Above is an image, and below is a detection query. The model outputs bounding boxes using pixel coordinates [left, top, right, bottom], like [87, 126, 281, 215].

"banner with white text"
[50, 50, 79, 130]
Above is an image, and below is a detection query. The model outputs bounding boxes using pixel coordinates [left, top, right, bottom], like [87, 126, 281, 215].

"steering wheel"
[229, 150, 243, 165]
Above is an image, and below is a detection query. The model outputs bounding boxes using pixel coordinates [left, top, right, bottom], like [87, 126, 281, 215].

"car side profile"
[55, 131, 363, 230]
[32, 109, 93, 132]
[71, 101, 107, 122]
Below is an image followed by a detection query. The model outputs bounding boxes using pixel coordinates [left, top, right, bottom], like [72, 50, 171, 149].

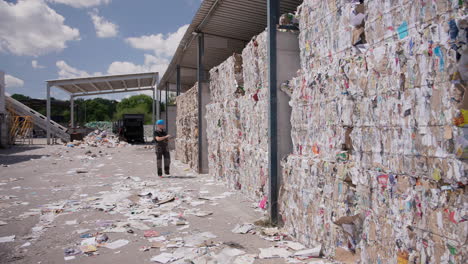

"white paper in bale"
[175, 83, 198, 170]
[280, 0, 468, 263]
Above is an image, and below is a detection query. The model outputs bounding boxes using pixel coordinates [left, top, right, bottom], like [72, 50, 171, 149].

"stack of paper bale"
[280, 0, 468, 263]
[175, 83, 198, 171]
[206, 43, 268, 200]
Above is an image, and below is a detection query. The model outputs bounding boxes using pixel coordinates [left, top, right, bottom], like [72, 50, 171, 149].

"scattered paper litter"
[21, 242, 31, 248]
[294, 246, 322, 258]
[0, 235, 16, 243]
[143, 230, 159, 237]
[278, 241, 305, 251]
[194, 211, 213, 217]
[232, 224, 255, 234]
[65, 220, 78, 225]
[151, 253, 176, 264]
[81, 237, 97, 246]
[105, 239, 129, 249]
[258, 247, 291, 259]
[233, 254, 257, 264]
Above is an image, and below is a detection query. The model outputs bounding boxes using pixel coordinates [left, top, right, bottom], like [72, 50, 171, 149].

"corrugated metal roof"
[47, 72, 159, 95]
[158, 0, 303, 89]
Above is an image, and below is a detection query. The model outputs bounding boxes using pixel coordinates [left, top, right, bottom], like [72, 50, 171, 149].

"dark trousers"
[156, 146, 171, 176]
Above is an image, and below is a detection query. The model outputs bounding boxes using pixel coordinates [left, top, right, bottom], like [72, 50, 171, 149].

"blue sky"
[0, 0, 201, 99]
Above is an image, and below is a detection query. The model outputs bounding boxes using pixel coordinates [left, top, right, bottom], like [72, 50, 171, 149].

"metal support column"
[70, 95, 75, 128]
[46, 83, 51, 145]
[267, 0, 280, 225]
[176, 64, 180, 96]
[151, 86, 156, 135]
[197, 33, 206, 173]
[158, 89, 162, 120]
[165, 82, 169, 133]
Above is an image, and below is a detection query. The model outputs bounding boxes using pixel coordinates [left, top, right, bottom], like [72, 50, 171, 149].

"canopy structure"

Given exercise: Rewrite every one of the entries above, replacing each occurrence of "detection query" with "localization request" and leaving everything else unchanged. Omit the pictures from your answer.

Task answer:
Above is an image, and below is a localization request. The model outputs bounding boxes using pixel coordinates [left, top, right, bottom], like [87, 126, 281, 215].

"banner with white text"
[50, 50, 79, 130]
Above is an image, and below is a localization request. The model outputs bounding boxes using pixel coordinates [left, top, right, bottom], like [87, 126, 281, 215].

"steering wheel"
[229, 150, 243, 165]
Above is an image, and below is a localization request. The model outputs bounding boxes using pixel coordinates [left, top, right, bottom], like [87, 126, 281, 215].

"car side profile"
[55, 131, 363, 230]
[32, 109, 93, 132]
[71, 101, 107, 122]
Below is an image followed by a localization request. The model outputs bounding boxes using pixel coordinates [left, top, right, bottom], like [72, 50, 171, 149].


"white paper in bale"
[175, 83, 198, 170]
[280, 0, 468, 263]
Above is an image, and below is a localization request. The model outputs bounding boxes using pixel coordinates [left, top, right, bottom], like [72, 50, 171, 149].

"stack of paper bale"
[280, 0, 468, 263]
[175, 83, 198, 171]
[206, 43, 268, 200]
Above is an image, and below is a localization request. The model outputs bounding boxes using pixel coordinates [left, top, right, bottom], like [72, 50, 171, 149].

"scattered paper litter"
[21, 242, 31, 248]
[294, 246, 322, 258]
[0, 235, 16, 243]
[143, 230, 159, 237]
[278, 241, 305, 251]
[194, 211, 213, 217]
[232, 224, 255, 234]
[65, 220, 78, 225]
[151, 253, 176, 264]
[81, 237, 97, 246]
[105, 239, 129, 249]
[258, 247, 291, 259]
[233, 254, 257, 264]
Above is an image, and below is a localization request. The model outputs bounding boxes using pixel coordinates [left, top, right, bottom], like [72, 50, 171, 149].

"corrugated metal roof"
[47, 72, 159, 95]
[158, 0, 303, 89]
Above is an image, and below is a localization request. The model outputs bounding boxes using pixel coordinates [left, top, right, bottom], like [72, 50, 171, 149].

"dark trousers"
[156, 146, 171, 176]
Above is an image, and below is a localization request. The model outputs bounding boxes using pixel coordinates [left, top, right, bottom], like [72, 50, 171, 149].

"blue sky"
[0, 0, 201, 99]
Above is an image, and below is a localization request. The model outputs bounding boxes using pixel coordinates [left, top, right, bottom], like [72, 50, 171, 149].

"metal support column"
[70, 95, 75, 128]
[46, 83, 51, 145]
[267, 0, 280, 225]
[176, 64, 180, 96]
[151, 86, 156, 135]
[197, 33, 206, 173]
[158, 89, 162, 120]
[165, 82, 169, 133]
Above is an image, and below is a localization request. The model outputs bounding boxes using pixel coordinates [left, top, right, bottom], like [72, 50, 171, 149].

"canopy structure"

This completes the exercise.